** BEGIN **
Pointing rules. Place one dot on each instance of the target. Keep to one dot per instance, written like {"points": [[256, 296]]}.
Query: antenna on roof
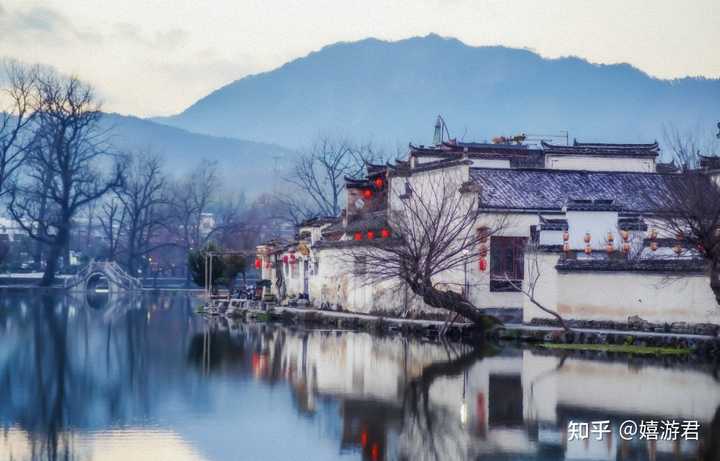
{"points": [[440, 131]]}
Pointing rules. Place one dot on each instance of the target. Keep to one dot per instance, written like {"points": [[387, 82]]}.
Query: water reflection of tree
{"points": [[65, 373], [712, 437], [435, 433]]}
** END **
= Given instruction =
Rewrite all of the material above, changing every "dot" to "marker" and leaving everything else the same. Omit the pictures from your answer.

= Task response =
Pointing rules. Place one marker on each instance of the target. Keep to one marker per instance, written like {"points": [[256, 296]]}.
Query: antenna on roof
{"points": [[440, 131]]}
Pointing rules. Place one marker on each instance of the target. Keep to one marker per instance, written like {"points": [[387, 82]]}.
Query: water reflection of tree
{"points": [[65, 373], [712, 437], [435, 433]]}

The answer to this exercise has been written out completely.